Point localization data:
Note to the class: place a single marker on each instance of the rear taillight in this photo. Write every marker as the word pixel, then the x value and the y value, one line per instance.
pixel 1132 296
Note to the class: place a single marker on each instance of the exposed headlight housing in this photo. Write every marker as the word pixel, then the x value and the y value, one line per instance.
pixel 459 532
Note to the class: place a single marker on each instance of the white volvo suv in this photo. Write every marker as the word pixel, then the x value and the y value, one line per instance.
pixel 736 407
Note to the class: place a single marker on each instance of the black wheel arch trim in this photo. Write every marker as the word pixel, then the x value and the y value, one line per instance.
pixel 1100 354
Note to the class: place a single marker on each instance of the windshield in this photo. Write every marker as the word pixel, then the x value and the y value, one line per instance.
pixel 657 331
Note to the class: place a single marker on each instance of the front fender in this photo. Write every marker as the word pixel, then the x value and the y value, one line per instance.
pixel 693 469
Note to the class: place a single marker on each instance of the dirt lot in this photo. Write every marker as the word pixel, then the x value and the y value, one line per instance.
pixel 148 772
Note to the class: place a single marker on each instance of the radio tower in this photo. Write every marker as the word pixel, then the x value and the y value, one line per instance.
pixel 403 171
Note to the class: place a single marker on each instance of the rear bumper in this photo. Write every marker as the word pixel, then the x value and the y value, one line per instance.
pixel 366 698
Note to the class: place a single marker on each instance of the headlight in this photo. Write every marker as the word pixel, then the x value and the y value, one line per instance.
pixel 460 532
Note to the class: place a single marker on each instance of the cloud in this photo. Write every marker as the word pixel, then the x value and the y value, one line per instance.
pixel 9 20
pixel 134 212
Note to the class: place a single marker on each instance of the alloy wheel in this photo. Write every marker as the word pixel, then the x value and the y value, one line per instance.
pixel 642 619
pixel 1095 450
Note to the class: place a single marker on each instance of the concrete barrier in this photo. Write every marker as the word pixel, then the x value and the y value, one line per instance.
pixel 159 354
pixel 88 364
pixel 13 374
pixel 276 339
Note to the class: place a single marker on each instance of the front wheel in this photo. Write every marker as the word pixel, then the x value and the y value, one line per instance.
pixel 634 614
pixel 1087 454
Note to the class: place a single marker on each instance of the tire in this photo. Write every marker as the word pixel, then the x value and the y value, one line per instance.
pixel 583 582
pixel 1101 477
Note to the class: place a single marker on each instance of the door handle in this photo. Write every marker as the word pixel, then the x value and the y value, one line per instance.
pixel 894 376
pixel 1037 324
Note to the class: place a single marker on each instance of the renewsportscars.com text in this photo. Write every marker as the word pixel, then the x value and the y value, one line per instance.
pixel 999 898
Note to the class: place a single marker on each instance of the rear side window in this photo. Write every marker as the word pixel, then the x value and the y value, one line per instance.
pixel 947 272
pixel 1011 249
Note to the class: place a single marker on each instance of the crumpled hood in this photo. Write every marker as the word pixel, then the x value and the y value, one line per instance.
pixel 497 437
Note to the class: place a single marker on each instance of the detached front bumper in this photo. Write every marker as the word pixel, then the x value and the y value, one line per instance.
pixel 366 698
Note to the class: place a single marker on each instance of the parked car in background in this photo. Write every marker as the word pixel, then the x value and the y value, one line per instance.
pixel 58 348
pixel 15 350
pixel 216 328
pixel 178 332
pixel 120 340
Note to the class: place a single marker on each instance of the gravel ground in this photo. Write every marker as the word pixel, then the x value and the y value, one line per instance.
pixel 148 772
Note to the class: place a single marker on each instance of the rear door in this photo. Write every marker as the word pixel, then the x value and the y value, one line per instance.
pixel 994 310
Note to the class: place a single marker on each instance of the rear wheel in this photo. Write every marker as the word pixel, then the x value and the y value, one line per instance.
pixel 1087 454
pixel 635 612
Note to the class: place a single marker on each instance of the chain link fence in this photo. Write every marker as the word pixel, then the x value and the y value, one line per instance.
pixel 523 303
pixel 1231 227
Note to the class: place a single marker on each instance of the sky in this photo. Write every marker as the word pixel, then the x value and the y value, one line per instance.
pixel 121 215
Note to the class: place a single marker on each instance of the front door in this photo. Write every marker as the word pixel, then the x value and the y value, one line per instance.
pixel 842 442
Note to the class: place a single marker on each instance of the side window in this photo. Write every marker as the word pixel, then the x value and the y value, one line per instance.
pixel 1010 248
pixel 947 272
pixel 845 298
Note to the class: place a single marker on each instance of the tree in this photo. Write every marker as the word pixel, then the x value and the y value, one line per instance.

# Activity
Extract every record and return it verbatim.

# Exercise solution
Note to the class: place a single marker on each instance of the rear taillight in this photo. Write every marker as the word pixel, then the x value and the y value, one line per instance.
pixel 1132 296
Note to the class: place a single marker on each instance of the exposed headlight housing in this photo. Write every marker as the word pixel, then the x value and the y value, one line per instance.
pixel 459 532
Note to the class: place a single marker on each instance of the white volvo suv in this photo. Write every marker as the word pixel, then the x value and the y value, one line per instance.
pixel 736 407
Note to the class: place a single marker on each instance of the black wheel arch trim in this photo. Write every marker as the word pixel, then the x value and the y value, one line per instance.
pixel 1100 354
Note to the class: place a single marker on each instance of the windshield in this photo. Write every marker as the word pixel, then the x value and the y value, one line per instance.
pixel 657 331
Note to the class: place a single marker on each instance of the front fender in this photo. Write every marker as the word pixel, then the x value and the y value, one line per instance.
pixel 693 469
Note to the class: place a single marker on each instance of the dirt lot in this photo. Write every marker as the word pixel, then the x value and the y value, one line per instance.
pixel 148 772
Note to the class: place a single marker on each instance of the radio tower in this photo. Write every marker as the word pixel, then the x value and the y value, one line per instance.
pixel 403 171
Note to the class: place a single marker on each instance of the rear bumper in this photo. Write every marker as the word pixel, then the x value and the y value, one line per instance.
pixel 366 698
Note to the class: place a single marker on each instance of the headlight in this photo. Write every marker as the word pixel, then the x value and the y value, one line per instance.
pixel 460 532
Note to the class: place a single marker on each instance of the cloud in this photo. Write every marker as the word pixel, then the x value and the y value, one line per instance.
pixel 9 20
pixel 134 212
Note to the class: place a single marker on each instance of the alloy wheel in this photo. Write every marker as the word pixel, then the x value and the y value, one line per instance.
pixel 642 619
pixel 1095 450
Note to the class: place a single marker on each instance of the concrete barrier in this photo. Write every marker as the word pixel, then the x value and the y value, one line per instance.
pixel 159 354
pixel 88 364
pixel 13 374
pixel 276 339
Note to the class: place a single marker on each instance of the front wheel in this photo. Write every marker as the word pixel, then the x value and the y value, one line per instance.
pixel 634 614
pixel 1087 454
Note to the class: place a single marker on each instance of the tire in this photo. Write every marker as the word pixel, then the x value and the y value, one line per instance.
pixel 583 582
pixel 1101 477
Note to the class: place a single marker on each instance of the door handle in this photo. Write every marker as the word pixel, then the x value and the y value, one line per instance.
pixel 894 376
pixel 1037 324
Note to the class: place a single marker on each instance of the renewsportscars.com text in this photo. Write every marker as the word pixel, then the x value and the y value, one line per instance.
pixel 999 898
Note to the class: place a single marker on each instance of the rear side window in this photo. Write every marker as the word pixel, then the x value and the y value, one line per instance.
pixel 947 272
pixel 1011 249
Note to the class: place a single marker on each instance of the crumpled hood in this photo. Write every marker as the word pixel, then the x value and the y value, one line per instance.
pixel 497 437
Note to the class: place a single marker on each instance of the detached front bumper in this photo. Write every marker as the word pixel, then the x value and the y value, one line per instance.
pixel 366 698
Note to the class: place a single marker on each instance of the parked car in background in this photo. Write every marker as the word pixel, then the x value and the y value, one line per instance.
pixel 58 348
pixel 15 350
pixel 216 328
pixel 178 332
pixel 120 340
Note to the class: place a single marker on each instance of the gravel ground in this photo. Write every marker as the word pixel, then the x value and the y value, one line per instance.
pixel 148 772
Note to the class: place a single marker on each instance of the rear door in this photo. Write every marker as the word pixel, then the x value and the y value, one line per instance.
pixel 994 310
Note to the class: place a single marker on each instance of the rear wheel in this photo. Write every marker as the word pixel, then the x value and the y value, one line per instance.
pixel 1087 454
pixel 635 612
Note to the class: place a single marker on each instance of the chain link fence in this photo. Write every marker as the word pixel, then the x value and the y value, one line per instance.
pixel 523 303
pixel 1231 227
Note to the class: place a single marker on each instance of the sky in this photo. Write every marker as the word pixel, then the x value and the y value, one line per instance.
pixel 121 215
Note to the class: place a single marker on each instance of the front door in this photo. Write every marker as the word pixel, then the x value and the y value, one line per instance.
pixel 842 442
Note to the class: place a single marker on each instance of the side window in this photo. Write every marker as the word pixel, then the x value and the y value, one line per instance.
pixel 1010 248
pixel 947 272
pixel 845 298
Note to the class: place a single marker on each instance of the tree in this photo. Write every marker as the word pixel, then the x value and the y value, one line per instance.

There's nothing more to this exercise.